*Treść zadania:* Jak będzie brzmiał fragment tekstu o AI w badaniach krwi, jeśli zamienisz „rezonans magnetyczny” na „tomografia komputerowa”? Zacznij od słów „Te subtelne zmiany” i zakończ na słowach „z badań krwi?”.

*Fragment tekstu:*
───

Te subtelne zmiany pozwalają na postawienie wczesnej i zaskakująco dokładnej prognozy. To ogromna przewaga nad drogimi i nie zawsze dostępnymi technologiami, takimi jak rezonans magnetyczny (MRI) czy specjalistyczne biomarkery omiczne (zaawansowane wskaźniki pokazujące, co dzieje się na poziomie naszych genów i białek). Według przytoczonego badania, dokładność przewidywań systemu rośnie w miarę napływu kolejnych wyników badań krwi, co dodatkowo zwiększa jego wiarygodność i potencjalną przydatność w opiece nad pacjentem.
Od raka po zespół przewlekłego zmęczenia. Co AI może wyczytać z badań krwi?
Potencjał sztucznej inteligencji w analizie danych medycznych wykracza daleko poza opiekę pourazową. Naukowcy z Singapuru opracowali metodę o nazwie „Fragle”, która analizuje rozmiar fragmentów DNA krążącego we krwi. Jak podaje portal ecancer.org, pozwala to na szybkie i wiarygodne śledzenie odpowiedzi organizmu na leczenie raka.
Innym przykładem jest narzędzie BioMapAI, które z ponad 90% dokładnością potrafi zidentyfikować zespół przewlekłego zmęczenia (ME/CFS), czyli schorzenie objawiające się skrajnym wyczerpaniem. Jak opisuje Duke University School of Medicine, algorytm dokonuje tego na podstawie analizy wyników rutynowych badań krwi i kału, otwierając drogę do diagnostyki choroby, która przez lata była niezwykle trudna do potwierdzenia.

───

*Przekazany materiał:*
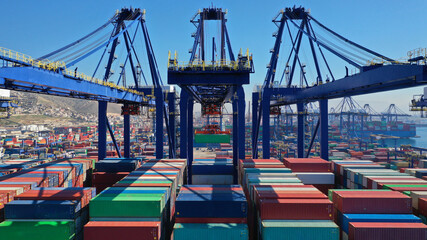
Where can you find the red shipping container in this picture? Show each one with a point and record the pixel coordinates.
(295, 209)
(370, 180)
(41, 182)
(68, 194)
(410, 182)
(324, 188)
(3, 199)
(372, 202)
(25, 186)
(207, 188)
(307, 164)
(109, 230)
(147, 184)
(404, 189)
(59, 173)
(387, 231)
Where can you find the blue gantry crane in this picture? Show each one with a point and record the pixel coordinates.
(211, 82)
(56, 74)
(374, 72)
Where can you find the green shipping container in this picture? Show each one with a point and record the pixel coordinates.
(299, 229)
(212, 138)
(388, 186)
(127, 205)
(210, 231)
(37, 230)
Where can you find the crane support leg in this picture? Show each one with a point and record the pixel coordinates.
(300, 133)
(159, 122)
(323, 107)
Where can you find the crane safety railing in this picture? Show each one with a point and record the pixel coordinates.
(58, 66)
(199, 64)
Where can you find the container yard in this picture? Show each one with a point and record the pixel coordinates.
(96, 146)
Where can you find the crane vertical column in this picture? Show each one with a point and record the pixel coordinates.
(255, 100)
(241, 123)
(190, 137)
(323, 107)
(183, 109)
(126, 140)
(159, 122)
(102, 130)
(266, 124)
(171, 102)
(235, 138)
(300, 130)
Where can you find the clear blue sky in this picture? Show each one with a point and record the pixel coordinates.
(390, 27)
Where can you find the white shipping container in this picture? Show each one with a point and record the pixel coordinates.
(415, 195)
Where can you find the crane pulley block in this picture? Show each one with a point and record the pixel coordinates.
(131, 109)
(211, 109)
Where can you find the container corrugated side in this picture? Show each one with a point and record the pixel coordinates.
(210, 231)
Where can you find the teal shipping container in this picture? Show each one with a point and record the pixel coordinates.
(299, 230)
(210, 231)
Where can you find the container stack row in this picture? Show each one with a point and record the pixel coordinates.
(111, 170)
(225, 151)
(60, 173)
(281, 206)
(212, 171)
(139, 206)
(382, 203)
(211, 212)
(49, 201)
(366, 215)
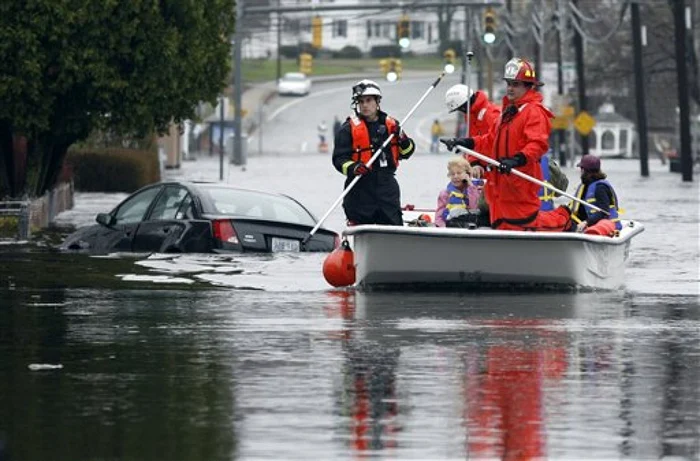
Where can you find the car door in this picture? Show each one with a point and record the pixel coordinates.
(127, 217)
(171, 225)
(161, 221)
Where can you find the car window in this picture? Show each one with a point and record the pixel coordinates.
(168, 203)
(252, 204)
(186, 210)
(134, 208)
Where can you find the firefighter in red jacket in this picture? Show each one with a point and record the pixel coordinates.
(376, 198)
(518, 140)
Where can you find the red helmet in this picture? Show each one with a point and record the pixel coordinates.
(522, 71)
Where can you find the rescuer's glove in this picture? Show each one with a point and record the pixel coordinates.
(450, 143)
(507, 164)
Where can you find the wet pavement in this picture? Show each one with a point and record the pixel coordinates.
(201, 357)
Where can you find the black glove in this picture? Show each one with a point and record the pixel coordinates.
(450, 143)
(359, 169)
(507, 164)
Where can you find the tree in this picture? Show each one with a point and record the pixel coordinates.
(70, 67)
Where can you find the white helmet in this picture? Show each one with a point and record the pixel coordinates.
(366, 88)
(457, 96)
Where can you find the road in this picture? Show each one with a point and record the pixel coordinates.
(292, 121)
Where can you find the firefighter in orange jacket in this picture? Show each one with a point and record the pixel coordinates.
(376, 198)
(518, 140)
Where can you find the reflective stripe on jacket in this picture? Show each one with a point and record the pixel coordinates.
(546, 195)
(590, 198)
(361, 145)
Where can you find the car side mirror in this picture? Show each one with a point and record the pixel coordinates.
(105, 219)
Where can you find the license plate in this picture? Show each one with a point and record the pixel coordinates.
(279, 244)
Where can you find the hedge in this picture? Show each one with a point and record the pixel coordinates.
(112, 169)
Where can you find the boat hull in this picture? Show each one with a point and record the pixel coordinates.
(389, 255)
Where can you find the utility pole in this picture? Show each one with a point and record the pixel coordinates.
(279, 46)
(681, 21)
(578, 45)
(238, 158)
(639, 91)
(560, 134)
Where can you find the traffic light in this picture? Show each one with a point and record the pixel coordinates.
(317, 32)
(449, 56)
(403, 31)
(489, 26)
(384, 66)
(305, 63)
(395, 69)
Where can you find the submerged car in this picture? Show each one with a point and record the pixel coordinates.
(294, 83)
(179, 217)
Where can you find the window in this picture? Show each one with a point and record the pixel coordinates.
(168, 203)
(417, 29)
(133, 210)
(607, 140)
(340, 28)
(623, 139)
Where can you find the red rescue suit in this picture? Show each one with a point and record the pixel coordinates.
(514, 202)
(483, 114)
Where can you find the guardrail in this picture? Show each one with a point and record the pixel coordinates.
(40, 212)
(20, 209)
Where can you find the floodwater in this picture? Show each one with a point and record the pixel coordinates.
(197, 357)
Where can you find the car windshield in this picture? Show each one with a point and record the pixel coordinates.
(259, 205)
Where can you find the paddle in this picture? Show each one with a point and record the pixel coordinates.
(529, 178)
(371, 161)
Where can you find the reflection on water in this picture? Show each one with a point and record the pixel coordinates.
(200, 371)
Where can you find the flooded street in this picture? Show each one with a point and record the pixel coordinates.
(197, 357)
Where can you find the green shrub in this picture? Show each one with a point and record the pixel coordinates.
(348, 52)
(113, 169)
(9, 226)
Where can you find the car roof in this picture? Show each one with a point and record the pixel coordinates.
(198, 185)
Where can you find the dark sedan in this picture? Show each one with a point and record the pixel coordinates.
(201, 218)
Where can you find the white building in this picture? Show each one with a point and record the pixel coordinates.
(363, 28)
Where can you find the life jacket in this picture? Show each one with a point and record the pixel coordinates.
(590, 198)
(546, 195)
(361, 145)
(603, 227)
(455, 199)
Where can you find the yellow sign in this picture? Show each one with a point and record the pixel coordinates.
(317, 32)
(584, 123)
(564, 118)
(567, 111)
(305, 63)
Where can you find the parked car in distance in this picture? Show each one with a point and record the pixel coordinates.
(193, 217)
(294, 83)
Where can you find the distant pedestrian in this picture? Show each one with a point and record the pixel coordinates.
(435, 132)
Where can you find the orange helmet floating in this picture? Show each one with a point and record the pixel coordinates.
(339, 266)
(521, 70)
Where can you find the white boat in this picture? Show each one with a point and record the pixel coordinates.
(482, 258)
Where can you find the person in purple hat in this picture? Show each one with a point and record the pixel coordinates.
(596, 190)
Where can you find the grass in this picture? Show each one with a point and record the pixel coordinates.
(262, 70)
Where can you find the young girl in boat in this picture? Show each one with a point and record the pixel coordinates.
(460, 193)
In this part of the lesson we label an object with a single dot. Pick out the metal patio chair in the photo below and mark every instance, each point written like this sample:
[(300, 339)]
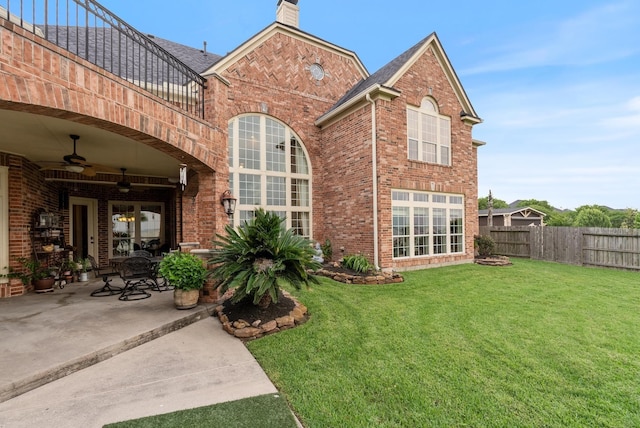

───

*Rozwiązanie zadania:*
Te subtelne zmiany pozwalają na postawienie wczesnej i zaskakująco dokładnej prognozy. To ogromna przewaga nad drogimi i nie zawsze dostępnymi technologiami, takimi jak tomografia komputerowa (MRI) czy specjalistyczne biomarkery omiczne (zaawansowane wskaźniki pokazujące, co dzieje się na poziomie naszych genów i białek). Według przytoczonego badania, dokładność przewidywań systemu rośnie w miarę napływu kolejnych wyników badań krwi, co dodatkowo zwiększa jego wiarygodność i potencjalną przydatność w opiece nad pacjentem.
Od raka po zespół przewlekłego zmęczenia. Co AI może wyczytać z badań krwi?